(SUPPLIED TEXT):
The event started with a brief talk by Dan di Bartolemeo of Northfield Information Services. I hadn't heard of him or his company before (maybe I should pay more attention!) but he seemed a very solid speaker with strong academic and practical background in investment management and modelling. He referenced a few academic papers (available via their web site) on news analytics, and how news analytics and implied volatility could provide better estimates of future volatility than implied volatility alone. He also made some good points about how investment "models" are calibrated to history and how such models need to adapt to "today" - he put it as "how are things different now from the past?" and put forward the idea of a framework for assessing and potentially modifying a model to respond to the "now" situation. He also suggested that the market can react very differently to "expected news" (having a range of investment "what ifs" planned for a known earnings announcement) as opposed to unexpected information (we are back into the realms of the Black Swan and the ultimate in uncertainty wisdom from Donald Runsfeld)

Armando Gonzalez of RavenPack then began by explaining how RavenPack had become involved in applying text analysis to finance (it seems the subject has its origins, like a lot of things, in the military). RavenPack seem to be highest profile quantified news vendor at the moment, and whilst Armando is obviously biassed towards pushing the concept that money can be made by adding quantified news data to trading models, he said that not many firms are as yet systematically processing news and most people are relying upon manual interpretation of the news they buy/use. Some of the studies Ravenpack have on market news and prices are very interesting, showing how a news event can take up to 20 mins before the market settles on a new "fair" price level for a stock. Additionally, and maybe an interesting reflection on human behaviour, was that in bull markets there are usually twice as many positive stories about companies than negative, but strikingly in a bear market there was still almost equal amounts of positive and negative news - so humans are basically optimists! (or delusional, or just plain greedy...take your pick!)

Mark Vreijling of Semlab followed Armando and suggested that a lot of their sales prospects understandably desire "proof" of the benefits of adding quantified news to trading, but this was a little ironic since most financial institutions have been paying to receive "raw" news for years, presumably because they perceive beneift from it. Mark also mentioned that the application of quantified news to risk management was a new but growing area for him and his colleagues.

Gurvinder Brar of Macquarie then went into some of the practicallities of quantifying and using news in automated trading. He suggested that you need to understand what is really "news" (containing information on something that has just happened) and what is merely an news "article" (like a "feature" in a magazine etc). Assessing relevance of news was also difficult and he added that setting a hierarchy of what kind of events are important to your trading was a key step in dealing with news data. Fundamentally he suggested that why wait for five days for analysts to publish their assessment of a market or company-specific event when you could react to the event in near real-time.

(INFORMATION):
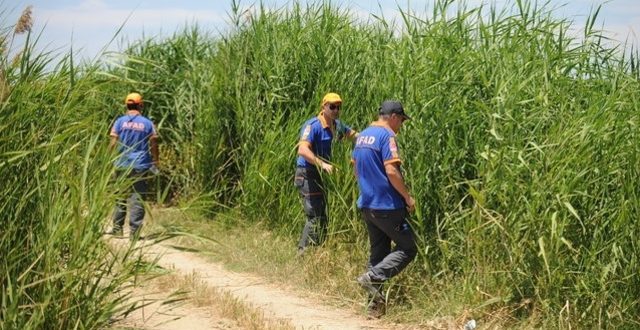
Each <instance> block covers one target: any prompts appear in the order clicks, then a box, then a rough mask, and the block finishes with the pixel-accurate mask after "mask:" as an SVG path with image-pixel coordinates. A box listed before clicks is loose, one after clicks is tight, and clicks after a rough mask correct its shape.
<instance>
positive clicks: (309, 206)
mask: <svg viewBox="0 0 640 330" xmlns="http://www.w3.org/2000/svg"><path fill="white" fill-rule="evenodd" d="M341 107H342V98H340V95H338V94H336V93H328V94H327V95H325V96H324V98H323V99H322V103H321V111H320V114H318V116H317V117H314V118H311V119H309V120H307V121H306V122H305V123H304V125H302V129H301V130H300V140H299V142H298V159H297V161H296V174H295V179H294V183H295V186H296V188H298V191H299V192H300V195H301V197H302V203H303V207H304V213H305V215H306V216H307V221H306V223H305V225H304V228H303V230H302V235H301V237H300V241H299V243H298V256H300V255H302V253H303V252H304V250H305V248H306V247H307V246H308V245H310V244H311V245H319V244H321V243H322V242H323V241H324V238H325V235H326V230H327V223H328V220H327V212H326V206H327V197H326V191H325V189H324V185H323V183H322V178H321V177H320V172H319V171H324V172H326V173H328V174H331V173H332V172H333V165H331V163H330V160H331V144H332V143H333V141H334V139H338V140H340V139H344V138H355V137H356V136H358V133H357V132H356V131H354V130H353V129H351V128H350V127H348V126H346V125H344V124H343V123H342V122H341V121H340V120H338V118H339V117H340V109H341Z"/></svg>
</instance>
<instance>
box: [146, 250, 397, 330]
mask: <svg viewBox="0 0 640 330" xmlns="http://www.w3.org/2000/svg"><path fill="white" fill-rule="evenodd" d="M139 244H140V243H139ZM145 245H146V246H145V247H144V248H143V251H144V253H145V255H146V256H147V257H148V258H149V259H151V258H157V260H158V264H159V265H160V266H162V267H163V268H167V269H172V270H174V271H175V272H176V273H179V274H182V275H189V276H197V277H198V278H199V279H200V280H201V281H203V283H205V284H206V285H207V286H209V287H211V288H215V289H217V290H220V291H221V292H228V293H230V294H231V295H232V296H234V297H235V298H237V299H238V300H240V301H242V302H243V303H246V304H248V305H250V306H252V307H255V308H257V309H259V310H261V311H262V312H263V313H264V316H265V318H267V319H272V320H286V321H288V322H289V324H292V325H293V326H294V327H295V328H296V329H395V328H400V327H395V326H391V325H388V324H385V323H383V322H382V321H379V320H368V319H366V318H365V317H364V315H355V314H353V313H351V312H349V311H345V310H340V309H338V308H336V307H330V306H326V305H322V304H320V303H318V302H317V301H312V300H310V299H307V298H302V297H299V296H297V295H295V294H292V293H290V292H287V291H286V290H285V289H282V288H279V287H277V286H275V285H273V284H270V283H267V282H266V281H265V280H264V279H262V278H260V277H257V276H253V275H248V274H241V273H236V272H232V271H229V270H227V269H225V268H224V267H223V266H222V265H220V264H215V263H212V262H209V261H207V260H205V259H204V258H202V257H200V256H198V255H196V254H194V253H190V252H183V251H179V250H176V249H173V248H171V247H168V246H166V245H153V244H149V243H145ZM176 313H178V314H183V315H185V316H186V317H190V320H187V319H185V320H176V321H175V322H185V323H183V324H178V323H172V322H168V323H165V324H164V325H163V326H164V328H162V329H189V330H195V329H200V327H199V326H200V325H202V324H204V326H205V327H206V326H209V328H208V329H222V328H224V327H225V326H229V325H230V323H228V322H226V321H224V320H222V321H218V323H217V324H218V326H220V327H215V326H214V325H215V324H216V318H215V315H213V316H207V315H206V313H205V314H203V313H202V309H200V311H199V312H196V313H192V312H191V311H189V310H180V311H176ZM189 322H192V323H193V326H190V325H189ZM231 327H232V325H231ZM158 329H160V328H158Z"/></svg>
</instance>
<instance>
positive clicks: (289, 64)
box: [0, 1, 640, 328]
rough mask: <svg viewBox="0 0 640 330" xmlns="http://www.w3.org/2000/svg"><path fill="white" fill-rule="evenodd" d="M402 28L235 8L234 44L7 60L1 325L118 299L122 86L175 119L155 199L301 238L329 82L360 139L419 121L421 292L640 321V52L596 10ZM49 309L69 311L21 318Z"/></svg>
mask: <svg viewBox="0 0 640 330" xmlns="http://www.w3.org/2000/svg"><path fill="white" fill-rule="evenodd" d="M402 18H403V20H401V21H400V22H398V23H397V24H393V23H392V22H390V21H387V20H385V19H384V18H382V17H374V18H372V20H371V21H370V22H369V23H368V24H363V23H361V22H359V21H358V20H357V19H356V15H355V13H350V12H345V11H344V9H341V8H336V7H334V6H331V5H328V4H321V5H309V6H303V5H294V6H293V7H292V8H290V9H288V10H280V11H277V10H276V11H273V10H266V9H264V8H261V10H257V11H254V12H241V11H240V10H239V8H238V7H237V6H236V5H235V4H233V5H232V22H231V26H230V29H229V30H228V31H227V32H225V33H223V35H222V36H221V37H213V36H211V35H208V34H206V33H203V32H202V31H201V29H199V28H198V27H197V26H196V27H193V28H187V29H185V30H184V31H183V32H182V33H177V34H176V35H175V36H174V37H173V38H170V39H167V40H154V39H148V40H142V41H140V42H139V43H137V44H135V45H133V46H132V47H131V48H129V50H128V51H127V59H128V60H127V61H126V62H124V63H121V64H118V65H114V64H111V65H105V66H104V67H103V68H102V69H104V70H100V71H98V70H97V69H96V68H92V69H86V70H82V71H76V69H75V66H74V65H73V58H72V57H70V58H67V59H66V60H65V61H63V62H62V63H61V64H60V65H59V66H58V67H56V70H55V72H56V73H55V74H49V75H44V74H41V73H42V69H43V66H45V65H47V64H46V63H43V62H41V61H42V60H43V59H41V58H40V57H38V56H36V55H32V56H25V57H23V58H24V60H23V61H22V64H21V65H18V66H10V65H9V63H4V64H3V65H4V66H3V70H5V71H4V72H3V76H2V77H3V79H4V80H6V81H7V82H5V84H6V85H7V86H10V93H9V96H4V94H3V96H2V97H3V100H2V107H1V108H0V115H1V116H2V118H3V121H2V123H4V124H0V125H4V126H3V129H2V130H0V152H1V155H2V159H0V174H2V175H0V178H1V180H3V182H4V184H3V185H1V187H3V188H1V189H3V191H4V192H3V196H10V197H8V198H6V200H5V202H4V203H3V204H2V208H1V209H0V212H1V213H0V214H2V217H3V219H4V220H2V221H3V222H2V225H3V227H2V229H3V230H2V232H0V235H2V240H1V243H0V244H1V245H2V250H1V251H2V252H3V255H4V256H5V264H4V265H3V266H2V268H1V269H0V270H1V271H2V274H1V275H0V276H2V285H3V289H4V290H3V296H2V299H3V300H2V304H3V305H2V306H3V314H0V315H1V319H0V320H2V321H3V322H5V324H8V325H12V326H13V325H15V326H16V327H24V326H25V325H26V326H34V327H38V326H40V325H42V324H49V323H47V322H56V320H57V322H58V323H57V324H59V325H60V327H71V326H72V325H71V323H70V322H71V321H72V320H82V322H85V323H83V324H84V325H85V327H91V326H92V325H101V324H103V323H104V322H105V318H106V316H105V314H100V313H101V312H100V311H104V310H106V309H108V308H114V307H113V305H111V303H113V302H109V301H108V300H107V298H108V296H107V295H100V294H98V293H101V292H102V291H100V290H98V291H96V290H97V289H95V288H97V286H96V285H95V283H96V282H95V277H91V276H89V275H87V274H91V273H94V274H95V272H96V270H100V269H103V270H104V271H105V273H104V276H105V277H106V276H107V275H108V276H109V278H111V277H110V276H112V272H111V271H110V270H109V269H108V268H109V265H110V264H108V263H106V264H105V263H104V262H102V263H100V262H97V261H95V260H104V259H100V258H99V257H98V256H104V255H105V251H104V250H101V249H100V247H99V246H97V245H92V244H93V242H95V240H97V239H98V237H99V232H100V229H101V228H100V227H101V225H100V224H101V223H102V222H104V218H105V217H106V216H107V213H108V210H109V205H110V201H112V200H113V198H114V196H113V195H112V194H111V193H110V189H109V188H108V184H109V182H108V181H109V176H110V171H111V167H110V162H111V160H112V159H110V155H109V154H108V153H106V151H105V147H104V145H106V142H105V144H102V143H103V142H101V141H100V139H103V138H104V139H106V130H107V129H108V126H109V124H110V120H112V119H113V118H114V117H115V116H116V115H117V114H119V113H120V112H121V111H122V108H121V100H120V98H121V96H124V95H126V93H128V92H130V91H132V90H136V91H139V92H141V93H142V94H143V95H144V96H145V105H146V108H145V112H146V113H147V114H148V115H149V116H150V117H151V118H152V119H153V120H154V121H155V122H156V123H157V125H158V128H159V130H160V135H161V158H162V170H163V174H162V177H161V181H160V185H159V186H158V189H157V192H158V199H159V200H173V201H184V200H188V199H192V200H193V199H195V200H196V201H203V202H207V201H215V204H214V205H213V206H212V207H211V208H210V210H213V211H220V210H222V208H221V207H232V208H235V209H237V210H240V211H241V213H242V218H241V219H238V221H244V222H248V223H256V222H262V223H266V224H268V225H269V226H270V228H272V229H274V230H278V231H281V232H282V233H285V234H289V235H292V236H295V235H297V234H298V232H299V230H300V229H301V227H302V224H303V222H304V216H303V214H302V208H301V206H300V204H299V203H300V202H299V199H298V196H297V192H296V191H295V189H294V187H293V183H292V181H293V180H292V179H293V171H294V166H295V165H294V164H295V157H296V143H297V140H298V134H299V130H300V127H301V125H302V123H303V122H304V121H305V120H306V119H308V118H311V117H312V116H315V115H317V113H318V112H319V110H320V100H321V98H322V96H323V95H324V94H325V93H327V92H330V91H333V92H337V93H339V94H340V95H342V97H343V99H344V104H343V110H342V113H341V116H342V119H343V120H344V121H345V122H346V123H348V124H350V125H351V126H352V127H353V128H355V129H356V130H362V129H364V128H365V127H366V126H367V125H368V124H369V123H370V122H371V121H373V120H375V118H376V109H377V107H378V105H379V104H380V103H381V102H382V101H383V100H385V99H390V98H395V99H398V100H401V101H402V102H403V103H404V105H405V107H406V110H407V112H408V113H409V114H410V115H411V116H412V118H413V119H412V120H411V121H409V122H407V123H406V124H405V125H404V127H403V128H402V131H401V132H400V134H399V145H400V149H401V157H402V158H403V160H404V163H403V170H404V174H405V177H406V179H407V181H408V183H409V185H410V187H411V191H412V192H413V194H414V196H415V198H416V201H417V212H416V214H415V216H414V217H413V219H412V224H413V226H414V228H415V230H416V232H417V234H418V237H419V240H420V253H419V256H418V258H417V260H416V261H415V262H414V263H413V264H412V266H411V268H410V269H409V270H408V271H407V272H405V273H404V274H403V275H402V278H401V279H400V280H401V281H403V282H404V283H407V286H406V288H407V289H406V290H407V291H406V292H405V293H404V294H405V295H406V296H407V297H410V298H409V299H407V300H408V301H409V302H413V303H415V304H419V302H416V300H415V299H411V297H418V296H420V294H422V293H423V291H426V292H432V293H433V292H437V291H439V292H449V293H451V294H452V295H453V296H454V297H456V299H459V300H460V301H462V302H463V303H468V304H471V305H476V306H478V305H480V306H484V307H485V308H488V309H494V310H498V309H506V310H509V311H510V313H511V314H512V315H515V316H522V317H527V316H536V315H543V318H546V319H552V320H557V321H554V322H556V324H555V325H558V326H568V327H571V326H572V325H577V324H579V325H583V326H586V327H609V326H611V327H626V328H633V327H636V326H638V323H639V322H640V316H639V313H638V298H637V297H639V296H640V292H639V291H640V289H639V288H640V283H639V280H638V278H639V277H638V276H637V275H638V274H637V269H638V257H637V255H638V252H639V251H638V244H637V242H636V239H635V237H636V232H638V229H640V228H639V224H638V220H637V218H638V216H637V215H638V214H639V212H638V211H639V206H640V204H639V203H638V195H639V191H638V189H639V188H638V187H639V186H640V185H639V183H640V182H639V180H640V179H639V177H640V176H639V175H638V174H639V173H638V171H639V170H638V169H639V165H640V164H639V162H638V157H637V155H638V144H637V143H636V141H637V140H638V137H639V136H638V134H639V132H638V115H637V110H638V100H639V99H640V98H639V96H640V95H639V94H640V93H639V92H638V91H639V90H640V89H639V87H640V85H639V84H638V61H637V56H633V57H627V56H626V55H625V54H624V53H623V52H622V51H621V50H618V49H615V48H612V47H611V46H607V45H605V44H604V43H603V41H604V40H605V38H603V37H602V36H601V35H600V33H599V32H597V31H595V30H594V29H593V26H594V23H595V18H596V16H595V15H594V16H593V17H591V18H590V19H589V20H588V22H587V25H586V27H585V33H584V36H582V37H580V38H573V37H571V33H570V31H571V30H570V27H571V24H570V22H568V21H565V20H562V19H557V18H555V17H554V16H553V15H552V13H551V12H549V11H548V9H547V8H546V7H538V6H534V5H532V4H529V3H527V2H524V1H516V2H515V5H514V7H513V8H511V9H510V10H506V11H498V10H496V9H494V8H457V10H454V9H453V7H452V1H436V3H435V4H434V6H433V10H432V11H431V12H427V13H420V15H418V16H413V15H410V14H409V13H404V15H403V16H402ZM627 54H629V53H627ZM634 55H635V54H634ZM34 56H35V57H34ZM45 61H46V60H45ZM5 62H6V61H5ZM34 63H35V64H38V65H40V66H35V67H34ZM3 88H4V87H3ZM4 90H5V89H3V91H4ZM3 93H4V92H3ZM5 97H6V98H5ZM98 137H99V138H98ZM350 151H351V144H350V143H336V144H335V146H334V157H333V162H334V164H335V165H336V168H337V169H338V171H337V173H334V174H332V175H327V176H325V178H324V179H325V181H326V182H327V186H328V189H329V190H330V193H329V196H330V203H329V204H330V205H329V208H330V219H331V223H330V229H329V232H330V238H329V242H330V244H332V245H331V246H332V247H336V248H348V249H353V250H358V251H363V252H361V253H365V252H364V250H365V249H366V244H367V243H366V238H365V237H366V236H365V234H364V232H363V227H362V225H361V223H360V220H359V214H358V211H357V210H356V208H355V199H356V198H357V186H356V183H355V178H354V176H353V173H352V170H351V167H350V165H349V159H350ZM15 173H17V174H15ZM202 196H205V197H202ZM191 205H194V204H191ZM205 205H211V204H205ZM87 233H90V235H89V236H87ZM91 235H92V236H91ZM22 246H28V247H29V248H28V249H22V248H20V247H22ZM292 248H293V247H292ZM25 251H27V252H25ZM61 251H66V252H65V253H62V252H61ZM85 251H96V252H95V254H93V253H91V254H89V255H84V254H83V252H85ZM5 252H6V254H5ZM49 254H50V255H49ZM88 256H93V257H98V258H89V257H88ZM92 262H93V263H92ZM96 262H97V263H96ZM101 267H102V268H101ZM104 267H107V268H104ZM133 273H134V270H133V269H131V270H130V272H125V275H122V277H120V278H116V279H115V281H113V282H108V283H113V285H114V287H115V285H116V284H118V281H124V280H125V279H126V277H127V276H130V275H131V274H133ZM82 274H84V275H86V276H80V275H82ZM97 274H103V273H100V272H97ZM20 281H22V282H20ZM16 283H18V284H20V283H22V285H16ZM92 285H93V286H92ZM114 287H109V288H107V291H108V290H110V289H113V288H114ZM78 288H80V289H81V290H78ZM91 288H94V289H95V290H92V289H91ZM36 291H37V292H36ZM107 291H105V292H107ZM96 292H97V293H96ZM86 296H89V297H91V298H92V300H90V301H91V302H92V303H89V304H87V303H85V301H87V298H86ZM33 297H39V298H40V300H38V299H34V298H33ZM50 298H51V299H50ZM81 298H82V299H81ZM31 300H33V301H36V302H37V303H35V304H38V306H43V308H44V307H47V308H51V309H49V310H50V311H51V312H50V313H44V312H42V313H39V312H34V313H32V314H30V313H29V312H25V311H29V309H24V308H23V306H25V305H29V304H30V301H31ZM53 302H56V303H55V304H54V303H53ZM81 302H82V303H81ZM114 304H115V303H114ZM52 306H53V307H52ZM70 306H73V307H75V308H72V307H70ZM54 307H55V308H54ZM87 309H93V310H94V311H96V312H95V314H91V313H88V312H87ZM31 311H33V310H31ZM60 315H63V316H64V317H60ZM79 315H85V316H84V318H83V317H80V316H79ZM86 315H92V316H91V317H87V316H86ZM94 315H97V316H95V318H93V316H94ZM10 322H13V323H10ZM29 322H31V323H29ZM54 324H56V323H54ZM74 326H75V325H74Z"/></svg>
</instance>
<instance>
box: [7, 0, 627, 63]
mask: <svg viewBox="0 0 640 330" xmlns="http://www.w3.org/2000/svg"><path fill="white" fill-rule="evenodd" d="M300 2H302V3H304V2H306V1H300ZM309 2H312V1H309ZM433 2H434V0H421V1H415V0H414V1H408V0H398V1H394V0H380V1H361V0H352V1H348V0H334V1H332V3H333V4H337V5H339V6H340V7H341V8H349V9H350V10H351V12H352V13H353V14H354V15H357V16H358V17H360V18H362V19H363V20H366V19H367V18H368V17H370V14H371V13H373V14H376V15H379V14H380V12H381V10H382V13H383V14H384V16H385V18H387V19H389V18H393V17H394V16H396V15H397V13H398V10H397V9H398V7H401V8H403V9H404V8H407V7H409V8H411V9H412V10H414V11H416V12H420V11H423V12H424V10H425V8H426V9H428V10H430V9H431V8H432V6H433ZM514 2H515V1H514V0H484V1H482V0H469V1H467V3H468V5H469V6H470V7H475V6H477V5H478V4H480V3H485V4H489V3H497V4H498V6H504V5H510V4H513V3H514ZM540 2H543V1H540ZM254 3H259V2H258V1H241V2H240V4H241V6H242V7H243V8H248V7H250V6H251V5H252V4H254ZM263 3H264V4H265V5H266V6H267V7H270V8H279V7H282V6H286V5H288V4H291V1H285V0H264V1H263ZM552 3H553V6H557V7H559V8H558V10H556V11H554V12H555V13H556V14H557V15H559V16H562V17H566V18H569V19H571V20H573V21H574V22H575V24H574V25H575V28H578V29H580V28H582V27H583V26H584V22H585V19H586V16H587V15H588V14H589V12H590V11H591V10H592V9H593V8H594V7H596V6H597V5H599V4H603V9H602V11H601V13H600V16H599V20H598V21H597V24H596V25H597V27H599V28H604V29H605V30H606V31H608V35H609V36H611V37H612V38H614V39H616V40H619V41H624V40H625V39H627V38H628V39H629V40H630V41H631V42H633V43H634V45H637V44H638V42H637V40H638V37H637V36H636V33H640V1H638V0H611V1H603V0H553V1H552ZM27 5H32V6H33V17H34V19H35V25H34V32H36V33H39V32H42V35H41V37H40V41H39V42H38V44H39V45H40V47H39V48H44V49H47V50H51V51H56V52H66V51H68V49H69V48H70V47H71V46H73V48H74V50H75V51H76V52H77V54H79V55H80V56H81V57H83V58H86V59H91V58H93V57H95V56H96V55H97V54H98V53H99V51H100V50H101V49H102V48H103V47H105V46H106V45H107V44H108V43H109V41H110V40H111V39H112V38H113V36H114V35H115V33H116V31H117V30H118V28H119V27H120V25H122V24H123V23H124V24H125V25H124V28H123V31H122V33H121V34H120V36H119V37H118V38H117V40H116V42H114V43H113V44H112V45H110V46H109V47H108V50H111V51H118V50H120V49H121V48H122V40H124V42H125V43H126V42H127V41H133V40H136V39H141V38H142V37H143V35H145V36H158V35H159V36H167V35H171V34H172V33H173V32H174V31H176V29H178V28H179V27H181V26H184V24H185V23H188V22H197V23H198V24H199V25H200V26H201V27H202V28H204V29H206V30H209V31H211V32H213V33H216V31H220V30H223V29H225V27H226V26H227V23H226V22H227V19H228V14H227V13H228V12H229V11H230V9H231V0H209V1H196V0H126V1H125V0H31V1H28V0H17V1H15V0H14V1H12V2H11V3H10V4H8V3H6V2H3V6H2V7H3V9H5V17H3V19H5V18H8V22H15V21H16V20H17V18H18V17H19V15H20V13H21V12H22V10H23V9H24V8H25V7H26V6H27ZM7 15H8V17H6V16H7ZM127 18H128V20H127ZM125 21H126V23H125ZM11 24H13V23H11ZM577 33H579V32H577Z"/></svg>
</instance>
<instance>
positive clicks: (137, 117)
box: [108, 93, 158, 239]
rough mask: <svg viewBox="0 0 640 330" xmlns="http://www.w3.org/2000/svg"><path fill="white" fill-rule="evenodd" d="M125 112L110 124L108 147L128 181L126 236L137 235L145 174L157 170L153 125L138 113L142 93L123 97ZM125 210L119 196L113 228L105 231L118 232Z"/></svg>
mask: <svg viewBox="0 0 640 330" xmlns="http://www.w3.org/2000/svg"><path fill="white" fill-rule="evenodd" d="M125 104H126V106H127V113H126V114H124V115H122V116H120V117H118V119H116V122H115V123H114V124H113V127H112V128H111V132H110V136H111V143H110V144H109V148H110V149H111V150H113V149H116V148H117V150H118V153H119V157H118V158H117V160H116V163H115V165H116V174H117V175H118V176H119V177H121V176H126V177H127V178H128V179H129V180H131V182H132V186H131V187H130V189H131V190H130V195H129V196H128V202H129V227H130V238H131V239H136V238H138V236H139V235H140V227H141V226H142V221H143V219H144V214H145V211H144V205H143V204H142V200H143V196H144V195H145V194H146V193H147V182H146V176H147V174H148V173H149V172H150V171H151V172H155V171H157V166H158V144H157V138H158V134H157V133H156V128H155V126H154V125H153V122H151V120H149V119H148V118H147V117H145V116H143V115H142V109H143V107H144V103H143V100H142V96H141V95H140V94H138V93H131V94H129V95H127V97H126V98H125ZM126 212H127V207H126V202H125V200H124V198H123V199H119V200H118V201H117V203H116V206H115V210H114V213H113V228H112V229H111V231H109V232H108V234H112V235H118V236H121V235H122V227H123V226H124V219H125V215H126Z"/></svg>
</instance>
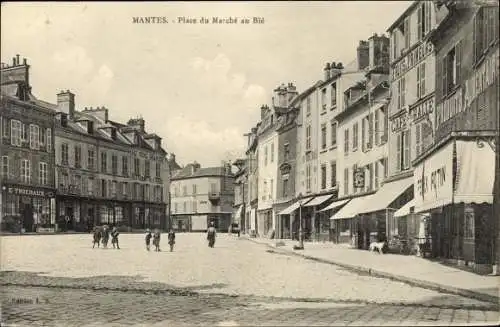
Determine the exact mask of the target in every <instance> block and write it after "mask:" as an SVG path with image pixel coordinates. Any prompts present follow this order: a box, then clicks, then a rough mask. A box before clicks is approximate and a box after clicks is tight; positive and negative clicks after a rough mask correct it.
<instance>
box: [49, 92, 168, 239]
mask: <svg viewBox="0 0 500 327" xmlns="http://www.w3.org/2000/svg"><path fill="white" fill-rule="evenodd" d="M57 110H58V114H57V116H56V118H57V119H56V133H55V137H56V141H55V154H56V172H55V175H56V185H57V190H58V192H57V208H58V224H59V226H60V227H61V228H63V229H72V230H80V231H83V230H88V229H91V228H92V226H96V225H102V224H108V225H113V226H117V227H119V228H121V229H122V230H131V229H145V228H159V229H165V228H166V227H167V203H168V191H167V190H168V183H169V164H168V162H167V158H166V152H165V150H163V148H162V146H161V138H159V137H158V136H156V135H155V134H148V133H146V131H145V128H144V125H145V122H144V120H143V119H142V118H139V119H131V120H129V122H128V123H127V124H126V125H125V124H120V123H117V122H114V121H112V120H110V119H109V112H108V109H107V108H104V107H101V108H85V109H84V110H82V111H77V110H76V108H75V96H74V94H73V93H71V92H69V91H65V92H61V93H59V94H58V95H57Z"/></svg>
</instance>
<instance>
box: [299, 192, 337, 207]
mask: <svg viewBox="0 0 500 327" xmlns="http://www.w3.org/2000/svg"><path fill="white" fill-rule="evenodd" d="M332 196H333V194H328V195H320V196H317V197H315V198H313V199H312V200H311V201H309V202H307V204H306V205H304V207H314V206H318V205H320V204H322V203H323V202H325V201H327V200H328V199H330V198H331V197H332Z"/></svg>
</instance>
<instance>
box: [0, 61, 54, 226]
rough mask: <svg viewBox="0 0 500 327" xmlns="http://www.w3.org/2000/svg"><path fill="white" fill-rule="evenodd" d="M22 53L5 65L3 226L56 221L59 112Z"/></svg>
mask: <svg viewBox="0 0 500 327" xmlns="http://www.w3.org/2000/svg"><path fill="white" fill-rule="evenodd" d="M29 68H30V66H29V65H28V64H27V61H26V59H23V62H22V63H21V62H20V61H19V55H17V56H16V57H14V58H13V62H12V65H7V64H4V63H2V66H1V98H0V101H1V102H0V120H1V124H0V129H1V130H0V137H1V142H0V160H1V162H0V164H1V167H0V176H1V188H2V189H1V194H0V208H1V225H2V226H1V227H2V229H6V230H10V231H16V232H18V231H21V229H24V230H25V231H28V232H33V231H37V230H39V229H40V228H53V227H54V224H55V188H54V186H55V185H54V115H55V113H56V112H55V111H54V110H52V109H51V108H50V107H48V106H47V104H46V103H45V102H44V101H41V100H38V99H36V98H35V97H34V96H33V95H32V93H31V85H30V83H29Z"/></svg>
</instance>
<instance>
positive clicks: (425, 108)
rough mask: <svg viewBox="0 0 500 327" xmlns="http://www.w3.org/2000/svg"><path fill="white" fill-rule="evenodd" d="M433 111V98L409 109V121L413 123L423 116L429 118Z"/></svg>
mask: <svg viewBox="0 0 500 327" xmlns="http://www.w3.org/2000/svg"><path fill="white" fill-rule="evenodd" d="M433 111H434V97H431V98H429V99H427V100H425V101H424V102H422V103H420V104H418V105H416V106H414V107H410V117H411V121H412V122H415V121H417V120H419V119H420V118H422V117H424V116H429V115H430V114H431V113H432V112H433Z"/></svg>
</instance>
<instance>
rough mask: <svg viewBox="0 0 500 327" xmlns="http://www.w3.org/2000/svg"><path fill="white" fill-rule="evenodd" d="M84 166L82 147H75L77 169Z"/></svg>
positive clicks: (79, 146) (75, 165)
mask: <svg viewBox="0 0 500 327" xmlns="http://www.w3.org/2000/svg"><path fill="white" fill-rule="evenodd" d="M81 165H82V147H81V146H80V145H75V167H76V168H80V167H81Z"/></svg>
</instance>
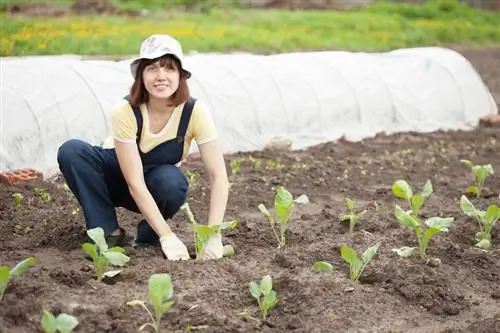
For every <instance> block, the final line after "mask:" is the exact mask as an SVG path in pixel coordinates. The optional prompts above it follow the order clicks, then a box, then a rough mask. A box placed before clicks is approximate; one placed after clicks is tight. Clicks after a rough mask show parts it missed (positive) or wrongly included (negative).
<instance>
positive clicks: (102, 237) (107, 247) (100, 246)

(TASK INSTRUCTIONS):
A) According to the news analytics write-up, how long can it take after a news event for the market to settle on a new "fair" price level for a stock?
B) Copy the news analytics write-up from "Mark Vreijling of" to "and his colleagues.", substituting "potential clients" for "sales prospects".
The items can be left aside.

(LIST OF SOLUTIONS):
A) Up to 20 minutes.

B)
Mark Vreijling of Semlab followed Armando and suggested that a lot of their potential clients understandably desire "proof" of the benefits of adding quantified news to trading, but this was a little ironic since most financial institutions have been paying to receive "raw" news for years, presumably because they perceive beneift from it. Mark also mentioned that the application of quantified news to risk management was a new but growing area for him and his colleagues.